### What the exercise asks
Among the lines of the records, please find those that contain the word "below" and copy them.

(Collected data entries)

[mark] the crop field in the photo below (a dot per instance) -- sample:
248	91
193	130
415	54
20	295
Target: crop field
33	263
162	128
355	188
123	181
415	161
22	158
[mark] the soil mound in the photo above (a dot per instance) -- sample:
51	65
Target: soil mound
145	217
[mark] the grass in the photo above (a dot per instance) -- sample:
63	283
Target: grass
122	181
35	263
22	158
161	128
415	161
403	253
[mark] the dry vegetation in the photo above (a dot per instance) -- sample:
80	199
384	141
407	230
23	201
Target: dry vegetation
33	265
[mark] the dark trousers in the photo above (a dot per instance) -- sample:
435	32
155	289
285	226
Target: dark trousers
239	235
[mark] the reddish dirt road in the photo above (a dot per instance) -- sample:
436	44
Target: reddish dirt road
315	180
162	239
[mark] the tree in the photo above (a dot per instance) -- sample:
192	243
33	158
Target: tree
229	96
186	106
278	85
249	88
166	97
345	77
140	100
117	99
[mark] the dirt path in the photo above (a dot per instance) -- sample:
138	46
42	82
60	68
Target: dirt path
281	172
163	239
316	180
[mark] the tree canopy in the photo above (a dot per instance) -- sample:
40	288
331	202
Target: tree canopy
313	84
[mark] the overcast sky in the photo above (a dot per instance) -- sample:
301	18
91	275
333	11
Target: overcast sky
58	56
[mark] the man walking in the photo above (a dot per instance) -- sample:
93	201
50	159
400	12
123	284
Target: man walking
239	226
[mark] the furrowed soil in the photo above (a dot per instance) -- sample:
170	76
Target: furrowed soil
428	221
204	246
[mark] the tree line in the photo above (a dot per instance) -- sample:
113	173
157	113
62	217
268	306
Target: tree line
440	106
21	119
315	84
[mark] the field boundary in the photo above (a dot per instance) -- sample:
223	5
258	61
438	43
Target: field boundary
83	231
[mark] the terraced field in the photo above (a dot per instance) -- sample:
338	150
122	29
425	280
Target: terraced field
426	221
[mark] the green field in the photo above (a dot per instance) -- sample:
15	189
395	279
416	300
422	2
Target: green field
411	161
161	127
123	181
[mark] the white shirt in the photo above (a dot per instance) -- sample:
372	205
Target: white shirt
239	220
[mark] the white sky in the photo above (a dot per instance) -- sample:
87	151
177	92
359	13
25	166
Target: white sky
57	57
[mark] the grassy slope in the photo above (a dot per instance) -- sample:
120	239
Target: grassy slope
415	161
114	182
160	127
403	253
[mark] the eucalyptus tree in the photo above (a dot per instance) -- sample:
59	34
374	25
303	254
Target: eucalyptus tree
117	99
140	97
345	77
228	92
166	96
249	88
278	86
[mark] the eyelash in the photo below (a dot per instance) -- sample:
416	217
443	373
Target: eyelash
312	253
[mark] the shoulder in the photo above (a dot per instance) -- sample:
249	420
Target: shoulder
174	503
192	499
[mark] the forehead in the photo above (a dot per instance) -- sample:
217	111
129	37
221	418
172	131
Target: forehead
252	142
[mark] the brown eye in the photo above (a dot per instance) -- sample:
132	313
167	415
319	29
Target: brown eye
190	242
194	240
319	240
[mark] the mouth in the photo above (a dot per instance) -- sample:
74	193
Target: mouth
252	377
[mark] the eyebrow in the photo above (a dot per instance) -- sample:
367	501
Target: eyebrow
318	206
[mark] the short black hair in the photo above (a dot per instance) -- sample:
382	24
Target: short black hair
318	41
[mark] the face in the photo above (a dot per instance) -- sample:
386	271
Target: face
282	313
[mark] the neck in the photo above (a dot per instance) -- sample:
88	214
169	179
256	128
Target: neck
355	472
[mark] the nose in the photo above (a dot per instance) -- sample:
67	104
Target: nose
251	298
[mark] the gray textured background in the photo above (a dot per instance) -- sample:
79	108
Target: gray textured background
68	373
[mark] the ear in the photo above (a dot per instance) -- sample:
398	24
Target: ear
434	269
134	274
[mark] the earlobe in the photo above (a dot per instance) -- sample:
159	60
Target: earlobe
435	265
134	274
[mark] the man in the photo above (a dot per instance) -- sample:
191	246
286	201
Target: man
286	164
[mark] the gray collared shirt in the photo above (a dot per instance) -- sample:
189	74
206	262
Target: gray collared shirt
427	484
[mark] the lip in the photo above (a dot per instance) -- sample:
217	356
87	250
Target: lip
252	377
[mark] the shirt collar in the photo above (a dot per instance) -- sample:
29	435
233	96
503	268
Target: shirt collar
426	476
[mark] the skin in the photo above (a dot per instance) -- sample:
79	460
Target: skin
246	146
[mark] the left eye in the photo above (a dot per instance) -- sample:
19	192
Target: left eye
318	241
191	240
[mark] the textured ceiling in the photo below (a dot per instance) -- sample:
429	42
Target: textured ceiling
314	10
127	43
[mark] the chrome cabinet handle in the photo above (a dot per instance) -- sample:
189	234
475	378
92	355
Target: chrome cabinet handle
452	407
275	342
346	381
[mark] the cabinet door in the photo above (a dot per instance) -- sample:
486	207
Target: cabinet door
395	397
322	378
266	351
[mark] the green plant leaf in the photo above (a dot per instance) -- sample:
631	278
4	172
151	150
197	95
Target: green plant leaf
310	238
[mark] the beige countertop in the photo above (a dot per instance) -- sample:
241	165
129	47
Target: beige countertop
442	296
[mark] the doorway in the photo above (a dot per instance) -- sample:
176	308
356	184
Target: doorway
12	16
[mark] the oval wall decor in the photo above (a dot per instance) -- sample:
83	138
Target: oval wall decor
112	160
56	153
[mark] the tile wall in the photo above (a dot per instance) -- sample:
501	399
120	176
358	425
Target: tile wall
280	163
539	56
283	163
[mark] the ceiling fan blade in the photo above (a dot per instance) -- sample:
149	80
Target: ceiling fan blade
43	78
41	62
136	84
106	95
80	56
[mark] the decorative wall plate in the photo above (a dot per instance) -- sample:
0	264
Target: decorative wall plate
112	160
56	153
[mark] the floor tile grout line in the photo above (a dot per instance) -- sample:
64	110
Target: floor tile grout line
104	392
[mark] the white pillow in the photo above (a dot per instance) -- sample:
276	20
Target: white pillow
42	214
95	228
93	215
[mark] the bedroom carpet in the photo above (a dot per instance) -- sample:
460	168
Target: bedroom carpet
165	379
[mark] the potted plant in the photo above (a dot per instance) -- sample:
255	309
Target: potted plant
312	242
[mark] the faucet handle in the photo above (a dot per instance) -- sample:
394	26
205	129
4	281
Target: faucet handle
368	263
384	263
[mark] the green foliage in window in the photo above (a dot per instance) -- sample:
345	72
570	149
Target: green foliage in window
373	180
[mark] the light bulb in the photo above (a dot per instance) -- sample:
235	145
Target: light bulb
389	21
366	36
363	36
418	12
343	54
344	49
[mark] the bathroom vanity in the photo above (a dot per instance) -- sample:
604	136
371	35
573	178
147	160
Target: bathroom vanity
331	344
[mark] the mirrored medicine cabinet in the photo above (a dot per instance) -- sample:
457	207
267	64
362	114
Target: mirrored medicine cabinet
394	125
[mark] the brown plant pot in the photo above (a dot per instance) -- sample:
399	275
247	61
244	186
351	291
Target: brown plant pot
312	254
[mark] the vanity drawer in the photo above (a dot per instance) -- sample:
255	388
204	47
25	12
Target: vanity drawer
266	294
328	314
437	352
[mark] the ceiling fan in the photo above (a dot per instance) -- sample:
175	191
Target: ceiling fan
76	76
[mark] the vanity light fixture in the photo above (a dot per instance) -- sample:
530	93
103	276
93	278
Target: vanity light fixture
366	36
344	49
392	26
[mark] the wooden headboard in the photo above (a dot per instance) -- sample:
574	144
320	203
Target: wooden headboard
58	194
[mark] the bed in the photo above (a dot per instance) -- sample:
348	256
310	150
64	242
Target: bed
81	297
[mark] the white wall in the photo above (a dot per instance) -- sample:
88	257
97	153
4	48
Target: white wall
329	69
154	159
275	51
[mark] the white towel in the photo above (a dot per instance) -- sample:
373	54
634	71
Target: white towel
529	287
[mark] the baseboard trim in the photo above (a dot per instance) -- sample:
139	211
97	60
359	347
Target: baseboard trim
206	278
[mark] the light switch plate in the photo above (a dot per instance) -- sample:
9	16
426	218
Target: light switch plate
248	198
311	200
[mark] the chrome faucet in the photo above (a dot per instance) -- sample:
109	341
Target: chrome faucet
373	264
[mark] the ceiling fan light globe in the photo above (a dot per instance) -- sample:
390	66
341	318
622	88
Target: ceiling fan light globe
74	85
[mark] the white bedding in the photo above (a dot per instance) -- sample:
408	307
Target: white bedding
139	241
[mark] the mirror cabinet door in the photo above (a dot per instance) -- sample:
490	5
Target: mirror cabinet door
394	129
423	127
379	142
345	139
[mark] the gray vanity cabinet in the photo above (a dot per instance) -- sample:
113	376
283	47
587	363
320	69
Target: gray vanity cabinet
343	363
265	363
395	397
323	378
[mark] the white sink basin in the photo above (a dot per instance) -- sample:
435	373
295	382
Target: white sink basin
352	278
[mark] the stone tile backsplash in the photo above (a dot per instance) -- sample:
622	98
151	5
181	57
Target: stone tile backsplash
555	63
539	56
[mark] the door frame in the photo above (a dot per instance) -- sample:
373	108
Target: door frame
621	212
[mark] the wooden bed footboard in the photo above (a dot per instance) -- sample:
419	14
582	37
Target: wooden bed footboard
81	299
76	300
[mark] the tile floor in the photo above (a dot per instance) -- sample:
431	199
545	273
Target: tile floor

### Answer space
[mark] the crop field in the photo below (a dot per instance) -- sample:
[mark] the eyelash in the photo below (a dot per instance) -- sample:
[mark] the textured ceiling in the photo below (a dot per instance) -- sample:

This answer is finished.